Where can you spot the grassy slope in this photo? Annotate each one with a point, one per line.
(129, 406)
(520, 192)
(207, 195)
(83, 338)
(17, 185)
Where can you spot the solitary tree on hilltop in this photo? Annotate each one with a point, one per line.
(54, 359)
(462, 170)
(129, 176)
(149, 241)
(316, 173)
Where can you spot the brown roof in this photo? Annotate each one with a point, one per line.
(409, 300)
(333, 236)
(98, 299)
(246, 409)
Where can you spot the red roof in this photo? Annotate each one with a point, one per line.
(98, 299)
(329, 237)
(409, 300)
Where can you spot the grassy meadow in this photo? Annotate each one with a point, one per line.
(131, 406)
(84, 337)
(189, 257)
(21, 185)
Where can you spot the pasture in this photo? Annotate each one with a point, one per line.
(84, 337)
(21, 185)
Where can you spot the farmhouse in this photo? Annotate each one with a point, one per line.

* * * * *

• WHAT IS NEEDED: Repeat the entries word for word, from the line with "Where can you spot the solitary" through the last line of the entries.

• RESULT OF THE EXERCISE:
Where can you spot the solitary tree on hilltop in this photo? Annotate each one with a point, one per line.
(54, 359)
(462, 170)
(129, 176)
(149, 241)
(316, 173)
Where can you spot the brown roof in this photo? Annotate each one with a point, one per line.
(409, 300)
(333, 236)
(98, 299)
(246, 409)
Where can you spot the red roof in this photo? Annotate each one with a point, one per line.
(98, 299)
(329, 237)
(409, 300)
Where can you spot the grassy meadow in this photo? Annotate each one with a point, one per line.
(131, 406)
(84, 337)
(189, 257)
(21, 185)
Where can you spot the pasture in this photo? Annotate each one with a point, one per line.
(84, 337)
(21, 185)
Where can you spot the farmhouse in this photo? Annotate each one with a point, one per line.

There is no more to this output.